Azioni da svolgere:
1: Elencate i fattori che, nel testo sulla manifattura europea, vengono indicati come intervenuti in seguito al calo dei prezzi.
2: Per favore, riportate dal testo sulla manifattura europea il tratto che va da "Gli antropologi economici" fino a "di aprile 2022.".

Estratto della pagina:
Confermato invece il dato fortemente negativo della Germania, 38,8. L’analisi che ne segue è che la manifattura europea - specie la nostra - è in pericolosa flessione. Tecnicamente, la produzione e i nuovi ordini sono «entrambi calati a tassi storicamente elevati, con evidenti difficolta dei mercati», dice il rapporto S&B. Anche l’attività di acquisto è stata ridotta drasticamente, con le aziende che hanno segnalato un’affannosa volontà di utilizzo delle giacenze. Con la domanda più bassa, è stato evidente un miglioramento della disponibilità dei componenti, dei materiali; sicché i tempi medi di consegna si sono accorciati ancora una volta.
Questi fattori hanno contribuito al forte crollo dei prezzi di acquisto e, di conseguenza, al calo vigoroso dei prezzi alla vendita. Poi sono intervenuti altri elementi: la forte competizione di mercato, la domanda debole e la volontà di trasferire la riduzione dei costi ai clienti. Sia le vendite nazionali che quelle estere sono rimaste in calo, con quest’ultime che, ancora una volta, hanno avuto un taglio drastico. Pare che tutto lo scenario sia dipinto su una sensazione d’incertezza.
Gli antropologi economici evocherebbero l’«effetto-domino». Ora, qui parliamo di dati econometrici e di indici di previsione secondo i quali – se continuiamo così - potrebbe prospettarsi anche per l’Italia un pericoloso appannamento del Tfp. Ossia del cosiddetto indice di produttività totale dei fattori: ossia di quel parametro che fotografa i rapporti tra uno Stato e la sua industria, e misura il grado di efficienza complessivo di un’economia. Certo, finora la nostra, di economia, ha retto producendosi in performance lussureggianti. E, a tutt’oggi, si registrano trend più che positivi per quel che riguarda l’inflazione, che ritorna ai livelli di aprile 2022.

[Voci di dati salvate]
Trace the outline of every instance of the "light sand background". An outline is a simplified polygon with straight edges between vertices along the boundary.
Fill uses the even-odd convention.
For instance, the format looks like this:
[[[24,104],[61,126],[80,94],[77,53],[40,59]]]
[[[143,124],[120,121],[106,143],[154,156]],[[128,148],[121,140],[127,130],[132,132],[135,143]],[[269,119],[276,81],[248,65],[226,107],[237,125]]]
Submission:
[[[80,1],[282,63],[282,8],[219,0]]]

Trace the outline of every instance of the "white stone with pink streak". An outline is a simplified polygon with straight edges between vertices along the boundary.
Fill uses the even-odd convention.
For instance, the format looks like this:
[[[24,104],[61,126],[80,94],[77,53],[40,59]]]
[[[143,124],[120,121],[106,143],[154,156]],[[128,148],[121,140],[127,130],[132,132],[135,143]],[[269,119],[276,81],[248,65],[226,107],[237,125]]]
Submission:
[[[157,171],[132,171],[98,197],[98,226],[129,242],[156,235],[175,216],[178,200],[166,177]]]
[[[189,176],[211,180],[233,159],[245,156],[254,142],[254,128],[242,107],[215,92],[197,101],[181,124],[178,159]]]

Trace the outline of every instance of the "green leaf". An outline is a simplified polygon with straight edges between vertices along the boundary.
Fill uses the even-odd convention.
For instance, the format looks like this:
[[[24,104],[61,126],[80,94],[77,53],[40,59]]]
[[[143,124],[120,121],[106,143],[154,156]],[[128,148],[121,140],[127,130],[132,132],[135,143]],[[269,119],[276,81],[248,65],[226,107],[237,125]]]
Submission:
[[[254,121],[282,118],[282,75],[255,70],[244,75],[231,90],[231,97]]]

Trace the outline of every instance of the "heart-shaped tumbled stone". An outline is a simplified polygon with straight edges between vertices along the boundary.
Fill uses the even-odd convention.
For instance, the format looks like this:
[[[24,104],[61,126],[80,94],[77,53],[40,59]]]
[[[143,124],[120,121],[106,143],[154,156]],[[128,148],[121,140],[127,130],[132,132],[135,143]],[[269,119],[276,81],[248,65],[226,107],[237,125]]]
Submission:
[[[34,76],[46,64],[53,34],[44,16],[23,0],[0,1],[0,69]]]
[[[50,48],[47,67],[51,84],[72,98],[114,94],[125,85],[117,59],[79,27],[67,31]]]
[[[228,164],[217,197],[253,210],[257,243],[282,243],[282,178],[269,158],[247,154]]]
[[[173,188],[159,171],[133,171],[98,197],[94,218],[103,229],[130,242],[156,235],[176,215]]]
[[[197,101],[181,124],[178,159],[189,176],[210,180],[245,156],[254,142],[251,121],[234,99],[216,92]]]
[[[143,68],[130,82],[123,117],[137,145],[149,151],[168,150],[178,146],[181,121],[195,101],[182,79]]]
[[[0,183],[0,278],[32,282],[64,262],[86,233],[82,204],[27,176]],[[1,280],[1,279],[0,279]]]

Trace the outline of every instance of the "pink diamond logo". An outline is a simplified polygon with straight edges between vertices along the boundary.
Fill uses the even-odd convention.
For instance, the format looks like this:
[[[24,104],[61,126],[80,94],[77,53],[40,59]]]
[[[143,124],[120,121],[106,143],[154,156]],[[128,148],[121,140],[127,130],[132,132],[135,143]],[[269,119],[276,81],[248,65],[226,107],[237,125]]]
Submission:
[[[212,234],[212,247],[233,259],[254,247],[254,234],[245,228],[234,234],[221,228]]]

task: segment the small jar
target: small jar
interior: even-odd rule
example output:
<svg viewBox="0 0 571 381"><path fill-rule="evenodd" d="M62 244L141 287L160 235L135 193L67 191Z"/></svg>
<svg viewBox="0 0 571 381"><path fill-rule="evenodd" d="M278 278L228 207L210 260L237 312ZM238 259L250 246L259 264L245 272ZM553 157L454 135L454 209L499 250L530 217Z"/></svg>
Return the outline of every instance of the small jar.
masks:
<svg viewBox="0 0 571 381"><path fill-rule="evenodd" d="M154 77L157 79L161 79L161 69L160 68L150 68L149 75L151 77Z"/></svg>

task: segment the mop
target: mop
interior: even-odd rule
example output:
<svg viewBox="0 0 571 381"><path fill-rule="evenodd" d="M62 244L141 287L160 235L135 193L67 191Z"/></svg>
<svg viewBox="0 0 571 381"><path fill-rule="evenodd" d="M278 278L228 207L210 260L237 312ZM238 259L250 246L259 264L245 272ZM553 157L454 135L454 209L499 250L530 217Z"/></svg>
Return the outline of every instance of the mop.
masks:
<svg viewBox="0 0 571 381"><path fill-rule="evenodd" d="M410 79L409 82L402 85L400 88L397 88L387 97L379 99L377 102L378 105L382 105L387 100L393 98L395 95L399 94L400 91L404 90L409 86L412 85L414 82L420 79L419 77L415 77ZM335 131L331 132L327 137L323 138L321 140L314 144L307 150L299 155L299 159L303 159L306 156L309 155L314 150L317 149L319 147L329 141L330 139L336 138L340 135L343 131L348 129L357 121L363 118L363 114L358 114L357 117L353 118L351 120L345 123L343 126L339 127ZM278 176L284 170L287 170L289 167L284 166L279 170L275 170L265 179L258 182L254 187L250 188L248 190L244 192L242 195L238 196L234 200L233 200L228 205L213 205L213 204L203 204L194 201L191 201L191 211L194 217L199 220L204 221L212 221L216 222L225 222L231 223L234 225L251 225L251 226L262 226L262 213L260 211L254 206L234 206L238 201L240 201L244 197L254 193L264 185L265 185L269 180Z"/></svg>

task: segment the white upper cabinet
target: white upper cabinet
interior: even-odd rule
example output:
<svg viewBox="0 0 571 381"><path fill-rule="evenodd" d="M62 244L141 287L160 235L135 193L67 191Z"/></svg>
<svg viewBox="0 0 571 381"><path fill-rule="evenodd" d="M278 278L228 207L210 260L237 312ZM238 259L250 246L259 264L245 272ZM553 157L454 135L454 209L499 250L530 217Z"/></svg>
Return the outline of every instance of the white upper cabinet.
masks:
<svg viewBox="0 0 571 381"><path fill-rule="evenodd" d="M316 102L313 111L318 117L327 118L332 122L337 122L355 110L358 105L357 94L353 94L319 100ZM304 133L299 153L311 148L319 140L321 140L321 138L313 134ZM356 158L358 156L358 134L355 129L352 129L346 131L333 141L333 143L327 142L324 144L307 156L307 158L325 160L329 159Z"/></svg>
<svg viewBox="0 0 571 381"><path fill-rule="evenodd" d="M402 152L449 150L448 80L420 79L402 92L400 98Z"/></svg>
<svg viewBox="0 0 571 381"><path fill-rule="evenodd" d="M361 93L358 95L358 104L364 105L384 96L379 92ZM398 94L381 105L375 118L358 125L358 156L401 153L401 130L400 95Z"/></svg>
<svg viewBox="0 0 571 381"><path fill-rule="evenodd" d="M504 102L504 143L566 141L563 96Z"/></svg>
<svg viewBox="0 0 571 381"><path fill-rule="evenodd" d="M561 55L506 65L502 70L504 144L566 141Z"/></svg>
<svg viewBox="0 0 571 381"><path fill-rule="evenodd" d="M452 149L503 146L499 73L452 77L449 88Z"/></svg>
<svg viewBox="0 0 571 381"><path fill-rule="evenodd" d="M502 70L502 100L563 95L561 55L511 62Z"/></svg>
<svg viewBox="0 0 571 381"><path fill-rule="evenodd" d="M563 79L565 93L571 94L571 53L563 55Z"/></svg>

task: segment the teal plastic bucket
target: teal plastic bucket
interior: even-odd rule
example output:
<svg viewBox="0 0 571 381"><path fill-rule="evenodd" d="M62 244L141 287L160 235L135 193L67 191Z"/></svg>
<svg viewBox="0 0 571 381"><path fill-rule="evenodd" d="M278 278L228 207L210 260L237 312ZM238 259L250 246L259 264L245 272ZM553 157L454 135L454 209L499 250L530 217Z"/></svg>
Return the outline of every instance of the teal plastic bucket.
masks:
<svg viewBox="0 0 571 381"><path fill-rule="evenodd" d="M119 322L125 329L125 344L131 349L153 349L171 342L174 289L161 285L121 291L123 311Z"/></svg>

Elenco risposte:
1:
- la forte competizione di mercato
- la domanda debole
- la volontà di trasferire la riduzione dei costi ai clienti

2:
Gli antropologi economici evocherebbero l’«effetto-domino». Ora, qui parliamo di dati econometrici e di indici di previsione secondo i quali – se continuiamo così - potrebbe prospettarsi anche per l’Italia un pericoloso appannamento del Tfp. Ossia del cosiddetto indice di produttività totale dei fattori: ossia di quel parametro che fotografa i rapporti tra uno Stato e la sua industria, e misura il grado di efficienza complessivo di un’economia. Certo, finora la nostra, di economia, ha retto producendosi in performance lussureggianti. E, a tutt’oggi, si registrano trend più che positivi per quel che riguarda l’inflazione, che ritorna ai livelli di aprile 2022.